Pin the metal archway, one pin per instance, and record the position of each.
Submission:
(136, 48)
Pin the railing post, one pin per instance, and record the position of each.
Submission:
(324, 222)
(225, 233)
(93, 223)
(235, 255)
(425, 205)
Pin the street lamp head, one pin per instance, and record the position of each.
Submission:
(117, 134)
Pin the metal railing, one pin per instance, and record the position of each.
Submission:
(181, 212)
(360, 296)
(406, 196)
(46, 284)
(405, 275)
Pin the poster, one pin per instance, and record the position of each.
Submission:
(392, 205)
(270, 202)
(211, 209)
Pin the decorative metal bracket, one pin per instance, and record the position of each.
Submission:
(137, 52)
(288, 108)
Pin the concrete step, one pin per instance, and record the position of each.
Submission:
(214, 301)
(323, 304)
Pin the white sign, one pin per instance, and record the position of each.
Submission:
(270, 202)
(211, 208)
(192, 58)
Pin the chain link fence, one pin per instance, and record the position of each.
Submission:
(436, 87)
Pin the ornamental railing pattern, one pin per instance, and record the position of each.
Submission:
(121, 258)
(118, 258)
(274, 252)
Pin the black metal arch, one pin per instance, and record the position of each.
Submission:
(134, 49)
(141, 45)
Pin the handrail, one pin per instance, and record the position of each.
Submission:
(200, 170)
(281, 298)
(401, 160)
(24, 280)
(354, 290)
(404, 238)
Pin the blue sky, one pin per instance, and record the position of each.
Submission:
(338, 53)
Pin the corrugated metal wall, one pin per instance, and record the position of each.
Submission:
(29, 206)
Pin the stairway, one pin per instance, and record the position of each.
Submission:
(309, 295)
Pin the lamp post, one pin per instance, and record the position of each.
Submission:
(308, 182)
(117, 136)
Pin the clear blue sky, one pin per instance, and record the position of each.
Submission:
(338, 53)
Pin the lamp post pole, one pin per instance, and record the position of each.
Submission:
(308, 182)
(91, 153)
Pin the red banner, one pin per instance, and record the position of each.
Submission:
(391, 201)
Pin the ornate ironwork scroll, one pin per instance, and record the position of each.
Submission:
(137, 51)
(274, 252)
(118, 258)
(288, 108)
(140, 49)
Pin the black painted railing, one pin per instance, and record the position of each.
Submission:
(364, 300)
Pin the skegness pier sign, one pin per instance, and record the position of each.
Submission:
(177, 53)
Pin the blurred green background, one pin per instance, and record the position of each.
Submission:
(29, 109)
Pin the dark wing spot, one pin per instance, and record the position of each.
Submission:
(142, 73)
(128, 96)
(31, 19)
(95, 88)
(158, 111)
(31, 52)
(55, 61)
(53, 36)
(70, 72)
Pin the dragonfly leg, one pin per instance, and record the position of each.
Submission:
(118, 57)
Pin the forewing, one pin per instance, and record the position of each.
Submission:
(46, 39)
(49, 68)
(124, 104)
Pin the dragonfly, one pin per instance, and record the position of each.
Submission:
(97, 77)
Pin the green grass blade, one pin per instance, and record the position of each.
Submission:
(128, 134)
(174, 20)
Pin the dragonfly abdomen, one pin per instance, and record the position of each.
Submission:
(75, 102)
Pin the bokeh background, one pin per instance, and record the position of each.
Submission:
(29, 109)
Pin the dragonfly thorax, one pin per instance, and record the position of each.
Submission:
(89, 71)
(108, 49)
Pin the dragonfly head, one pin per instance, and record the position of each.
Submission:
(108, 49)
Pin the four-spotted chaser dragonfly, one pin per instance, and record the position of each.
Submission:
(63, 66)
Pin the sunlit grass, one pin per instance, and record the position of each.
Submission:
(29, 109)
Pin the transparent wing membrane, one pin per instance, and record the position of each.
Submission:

◆ ◆ ◆ ◆ ◆ ◆ ◆

## DO THIS
Write out again every line of the entries from the one containing "Pin the skegness" through the end of the entries. Shift each coordinate pair in the answers by subtracting 129 from both of its numbers.

## THE COMPLETED TASK
Pin the skegness pier sign, one pin per instance, and record the position of each.
Submission:
(48, -76)
Pin the blurred green background, one pin per instance, and record the position of each.
Submission:
(-100, -20)
Pin the dark wing spot, one pin per instance, and record the position of each.
Submission:
(13, -56)
(-1, -33)
(-98, -110)
(-34, -41)
(29, -18)
(-98, -77)
(-74, -68)
(-76, -93)
(-59, -57)
Pin the dragonfly leg, one pin per instance, and record the position of each.
Submission:
(-11, -72)
Pin the forewing, one pin per instance, and record the position of each.
Submission:
(-83, -90)
(-80, -61)
(-5, -25)
Pin the dragonfly, one pin per instance, and record the position of each.
Submission:
(-32, -52)
Pin the green grass blade, one pin per instance, and record the position of each.
Submission:
(-1, 5)
(45, -109)
Pin the dragonfly abdomen, one pin per instance, and record the position of each.
Submission:
(-54, -27)
Pin the bokeh background, one pin per instance, and record the position of each.
Submission:
(-100, -20)
Pin the dragonfly thorax, one pin per instance, and record the position of each.
Submission:
(-40, -58)
(-21, -80)
Pin the dragonfly head, one pin per instance, and record the position of each.
Submission:
(-21, -80)
Pin the four-spotted chaser dragonfly, one pin per instance, and record the position of each.
Submission:
(-66, -63)
Pin the sunlit grass, one pin per instance, and record the position of each.
Submission:
(-100, -20)
Pin the transparent wing membrane, one pin per instance, and record the position of each.
Submission:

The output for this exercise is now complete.